» **TO BE DONE**
Write out the whole listing again, exactly.
-------- EXTRACTED ENTRIES
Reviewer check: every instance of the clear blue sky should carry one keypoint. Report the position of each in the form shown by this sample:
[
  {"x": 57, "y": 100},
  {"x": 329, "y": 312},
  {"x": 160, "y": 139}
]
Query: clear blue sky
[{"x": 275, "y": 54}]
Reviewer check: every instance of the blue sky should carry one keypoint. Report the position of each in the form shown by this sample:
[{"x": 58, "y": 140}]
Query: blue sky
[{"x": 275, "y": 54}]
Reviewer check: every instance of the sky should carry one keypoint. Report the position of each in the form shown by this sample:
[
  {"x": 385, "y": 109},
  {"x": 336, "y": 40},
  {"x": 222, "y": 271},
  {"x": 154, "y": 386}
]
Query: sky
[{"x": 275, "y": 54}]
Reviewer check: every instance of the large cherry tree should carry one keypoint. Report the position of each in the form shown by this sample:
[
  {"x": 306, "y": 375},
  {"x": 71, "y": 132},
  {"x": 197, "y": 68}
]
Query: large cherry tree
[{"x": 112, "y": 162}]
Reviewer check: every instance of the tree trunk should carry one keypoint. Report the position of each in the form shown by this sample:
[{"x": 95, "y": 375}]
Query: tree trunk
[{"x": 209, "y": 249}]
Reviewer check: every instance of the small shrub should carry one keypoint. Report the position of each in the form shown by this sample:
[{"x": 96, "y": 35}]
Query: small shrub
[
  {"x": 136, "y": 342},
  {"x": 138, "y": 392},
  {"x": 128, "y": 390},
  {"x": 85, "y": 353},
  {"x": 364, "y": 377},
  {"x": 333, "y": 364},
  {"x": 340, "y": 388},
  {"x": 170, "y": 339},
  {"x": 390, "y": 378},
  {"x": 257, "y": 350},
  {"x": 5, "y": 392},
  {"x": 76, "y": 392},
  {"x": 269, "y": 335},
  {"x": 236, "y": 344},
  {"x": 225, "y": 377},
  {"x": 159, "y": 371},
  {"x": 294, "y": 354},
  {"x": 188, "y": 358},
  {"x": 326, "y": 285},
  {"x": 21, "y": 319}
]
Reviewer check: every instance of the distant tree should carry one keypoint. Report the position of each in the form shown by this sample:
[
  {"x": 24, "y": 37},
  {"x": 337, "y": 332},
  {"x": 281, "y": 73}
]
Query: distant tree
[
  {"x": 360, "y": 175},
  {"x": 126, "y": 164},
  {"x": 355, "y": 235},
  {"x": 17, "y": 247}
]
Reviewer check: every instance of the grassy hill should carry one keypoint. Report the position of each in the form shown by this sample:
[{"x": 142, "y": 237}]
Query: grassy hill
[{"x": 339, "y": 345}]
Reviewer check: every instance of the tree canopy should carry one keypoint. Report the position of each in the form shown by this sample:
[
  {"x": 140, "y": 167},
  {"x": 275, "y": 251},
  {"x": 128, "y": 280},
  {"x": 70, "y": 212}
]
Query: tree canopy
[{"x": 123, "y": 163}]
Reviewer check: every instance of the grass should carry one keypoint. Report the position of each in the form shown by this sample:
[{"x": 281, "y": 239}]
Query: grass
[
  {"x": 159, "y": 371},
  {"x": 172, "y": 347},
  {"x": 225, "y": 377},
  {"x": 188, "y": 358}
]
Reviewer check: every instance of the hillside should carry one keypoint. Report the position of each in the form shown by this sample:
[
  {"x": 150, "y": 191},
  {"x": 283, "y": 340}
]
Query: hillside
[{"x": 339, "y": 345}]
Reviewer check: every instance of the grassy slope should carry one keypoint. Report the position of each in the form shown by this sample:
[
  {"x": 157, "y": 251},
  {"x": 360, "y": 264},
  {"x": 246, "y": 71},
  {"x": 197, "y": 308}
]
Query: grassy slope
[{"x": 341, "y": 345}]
----------------
» **FINAL RESULT**
Reviewer check: every instance of the clear blue sky should carry one keypoint. Report the position of each in the form shown by this sample:
[
  {"x": 57, "y": 100},
  {"x": 329, "y": 312},
  {"x": 160, "y": 139}
]
Query: clear blue sky
[{"x": 275, "y": 54}]
Reviewer check: every instance of the blue sky should carry one keypoint. Report the position of each in the form shown by this sample:
[{"x": 58, "y": 140}]
Query: blue sky
[{"x": 275, "y": 54}]
Reviewer check: every instance of the sky should carry one keypoint. Report the position of each in the form shown by this sample:
[
  {"x": 385, "y": 109},
  {"x": 336, "y": 40},
  {"x": 222, "y": 271},
  {"x": 154, "y": 386}
]
Query: sky
[{"x": 275, "y": 54}]
Reviewer check: every instance of the large cherry tree should carry one keypoint. Report the position of each in the form shown by this sample:
[
  {"x": 306, "y": 375},
  {"x": 71, "y": 132},
  {"x": 197, "y": 68}
]
Query: large cherry tree
[{"x": 112, "y": 162}]
Reviewer check: every instance of the tree trunk should carry one keypoint. Report the position of each in the form shown by this sample:
[{"x": 95, "y": 375}]
Query: tree trunk
[{"x": 209, "y": 249}]
Reviewer check: every instance of the small shrub should carry one keypoint. Report the position of each in the form shown by this sample:
[{"x": 96, "y": 35}]
Query: small shrub
[
  {"x": 136, "y": 342},
  {"x": 138, "y": 392},
  {"x": 128, "y": 390},
  {"x": 85, "y": 353},
  {"x": 364, "y": 377},
  {"x": 333, "y": 364},
  {"x": 340, "y": 388},
  {"x": 170, "y": 339},
  {"x": 390, "y": 378},
  {"x": 257, "y": 350},
  {"x": 5, "y": 392},
  {"x": 76, "y": 392},
  {"x": 269, "y": 335},
  {"x": 236, "y": 344},
  {"x": 225, "y": 377},
  {"x": 159, "y": 371},
  {"x": 294, "y": 354},
  {"x": 188, "y": 358},
  {"x": 326, "y": 285},
  {"x": 21, "y": 319}
]
Reviewer check: every instance of the distant tree should carry one keypoint. Report the position of each in the form shown by this sample:
[
  {"x": 24, "y": 37},
  {"x": 337, "y": 332},
  {"x": 281, "y": 73}
]
Query: distant tree
[
  {"x": 360, "y": 175},
  {"x": 126, "y": 164},
  {"x": 355, "y": 235},
  {"x": 17, "y": 247}
]
Reviewer check: every instance of the grassy hill should carry one keypoint. Report the position of each in the form shown by this sample:
[{"x": 142, "y": 237}]
Query: grassy hill
[{"x": 339, "y": 345}]
Reviewer check: every instance of the tree canopy should carry one keypoint. Report the position of each in the form shown by this sample:
[
  {"x": 140, "y": 167},
  {"x": 275, "y": 251},
  {"x": 128, "y": 280},
  {"x": 70, "y": 212}
]
Query: tree canopy
[{"x": 123, "y": 163}]
Reviewer check: every instance of the grass should carry one keypoint. Report the position of each in the form shown by this sample:
[{"x": 281, "y": 239}]
Query: grass
[
  {"x": 159, "y": 371},
  {"x": 172, "y": 347},
  {"x": 225, "y": 377},
  {"x": 188, "y": 358}
]
Reviewer check: every instance of the hillside should carry one keypoint. Report the position of each in the form shown by this sample:
[
  {"x": 150, "y": 191},
  {"x": 283, "y": 340}
]
Query: hillside
[{"x": 339, "y": 345}]
Reviewer check: every instance of the grassy slope should carry one keypoint. Report the position of each in the form shown by this sample:
[
  {"x": 157, "y": 251},
  {"x": 360, "y": 264},
  {"x": 246, "y": 71},
  {"x": 197, "y": 308}
]
Query: grassy slope
[{"x": 341, "y": 345}]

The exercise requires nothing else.